Copy the name-change passage from "If you didn’t" to "to change it.", swapping "Wolf" for "Bear".

▶ _Quoted passage_
__________
If you didn’t hear the news, Kylie Jenner had her second child with Travis Scott in early 2022 and originally named him Wolf. But after getting to know her son a little more, the couple decided that the name didn’t really fit him like they originally thought it would and decided to go through the process to change it.

Changing the name of your baby is only one situation in which you may want to inquire about a name change. You may be surprised to find there are many more instances that may warrant one.

Getting married

Name changes through marriage are not as cut and dry as you maybe once thought. There are, in fact, a lot of different options to consider before you wed. Whether you want to take your partner’s name, hyphenate your last names or come up with a new last name entirely, the world is your oyster when it comes to your marriage license, depending on the state you live in.

But after you say, “I do,” don’t stop in your tracks. You’ll still need to go through the process of changing other legal documents to reflect your name change. These documents may include your driver’s license, your Social Security card, etc. And you’ll definitely want to wait on an international honeymoon until you change the name on your passport!
__________
▶ _Provided material_
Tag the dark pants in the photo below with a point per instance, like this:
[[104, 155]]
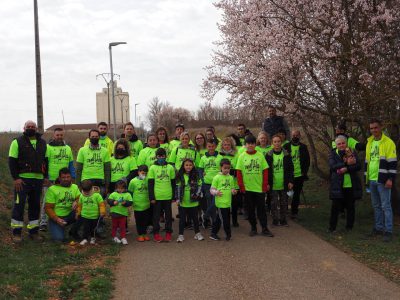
__________
▶ _Written answer_
If you didn’t hear the news, Kylie Jenner had her second child with Travis Scott in early 2022 and originally named him Bear. But after getting to know her son a little more, the couple decided that the name didn’t really fit him like they originally thought it would and decided to go through the process to change it.